##### DATA EXTRACTS #####
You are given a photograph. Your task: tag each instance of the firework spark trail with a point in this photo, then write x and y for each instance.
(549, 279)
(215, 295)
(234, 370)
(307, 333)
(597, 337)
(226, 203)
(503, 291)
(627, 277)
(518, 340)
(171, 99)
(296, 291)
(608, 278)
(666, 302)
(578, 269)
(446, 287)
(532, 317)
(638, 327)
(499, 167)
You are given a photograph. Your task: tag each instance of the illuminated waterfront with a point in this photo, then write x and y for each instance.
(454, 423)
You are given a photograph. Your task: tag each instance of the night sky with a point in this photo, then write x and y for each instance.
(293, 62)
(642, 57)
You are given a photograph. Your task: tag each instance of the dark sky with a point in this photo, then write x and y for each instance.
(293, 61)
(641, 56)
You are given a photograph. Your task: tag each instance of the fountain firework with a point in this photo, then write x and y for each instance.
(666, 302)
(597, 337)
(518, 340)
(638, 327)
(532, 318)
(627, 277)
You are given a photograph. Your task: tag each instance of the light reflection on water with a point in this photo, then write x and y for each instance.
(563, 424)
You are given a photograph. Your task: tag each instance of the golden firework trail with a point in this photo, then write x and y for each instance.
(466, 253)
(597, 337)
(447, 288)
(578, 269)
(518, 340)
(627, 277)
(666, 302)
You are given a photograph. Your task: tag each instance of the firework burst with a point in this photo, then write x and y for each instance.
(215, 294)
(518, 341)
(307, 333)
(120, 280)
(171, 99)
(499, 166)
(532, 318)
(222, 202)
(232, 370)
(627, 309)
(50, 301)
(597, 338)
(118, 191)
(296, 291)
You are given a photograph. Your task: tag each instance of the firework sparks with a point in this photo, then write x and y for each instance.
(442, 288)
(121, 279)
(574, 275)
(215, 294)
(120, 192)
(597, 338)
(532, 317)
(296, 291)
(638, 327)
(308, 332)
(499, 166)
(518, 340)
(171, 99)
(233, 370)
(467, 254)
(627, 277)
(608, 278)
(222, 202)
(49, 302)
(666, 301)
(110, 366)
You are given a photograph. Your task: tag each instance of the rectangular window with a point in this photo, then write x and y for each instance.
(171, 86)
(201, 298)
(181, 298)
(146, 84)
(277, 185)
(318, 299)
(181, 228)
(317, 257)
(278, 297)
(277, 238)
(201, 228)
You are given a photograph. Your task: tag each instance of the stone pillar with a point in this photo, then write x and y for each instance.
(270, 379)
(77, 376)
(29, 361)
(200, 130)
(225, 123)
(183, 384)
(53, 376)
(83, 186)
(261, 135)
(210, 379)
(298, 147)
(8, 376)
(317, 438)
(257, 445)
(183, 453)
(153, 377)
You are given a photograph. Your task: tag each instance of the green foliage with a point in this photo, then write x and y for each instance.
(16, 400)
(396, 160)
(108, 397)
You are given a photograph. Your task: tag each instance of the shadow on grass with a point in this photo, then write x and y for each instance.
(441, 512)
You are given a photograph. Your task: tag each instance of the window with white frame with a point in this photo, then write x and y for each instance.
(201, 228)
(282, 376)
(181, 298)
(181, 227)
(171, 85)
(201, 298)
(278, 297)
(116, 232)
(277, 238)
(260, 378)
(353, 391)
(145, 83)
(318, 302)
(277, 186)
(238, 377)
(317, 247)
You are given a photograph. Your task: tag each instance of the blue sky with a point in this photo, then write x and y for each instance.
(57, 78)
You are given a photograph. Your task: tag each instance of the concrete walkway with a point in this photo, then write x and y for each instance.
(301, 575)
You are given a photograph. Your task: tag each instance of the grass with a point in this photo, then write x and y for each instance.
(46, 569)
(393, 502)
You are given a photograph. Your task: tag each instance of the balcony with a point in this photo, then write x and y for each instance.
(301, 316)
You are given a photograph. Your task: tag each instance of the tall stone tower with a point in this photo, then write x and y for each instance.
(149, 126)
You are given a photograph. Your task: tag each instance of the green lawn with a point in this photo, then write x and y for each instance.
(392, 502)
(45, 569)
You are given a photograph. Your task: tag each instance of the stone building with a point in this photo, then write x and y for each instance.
#####
• _EXERCISE DESCRIPTION_
Return exactly the run of lines that opens with the one containing "of the tall" and closes with the last line of the records above.

• _RESULT OF THIS TASK_
You are given a photograph. Your task: tag each instance of the tall stone tower with a point in this photo, then write x and y for each instance.
(149, 126)
You are given a photograph. Your task: tag each instance of the green lawn with a point in this photo, then write x and y for each instance.
(392, 502)
(45, 569)
You are given a photograph. Your task: tag each instance of the stone building with a point in this photo, then write x and y for each instance.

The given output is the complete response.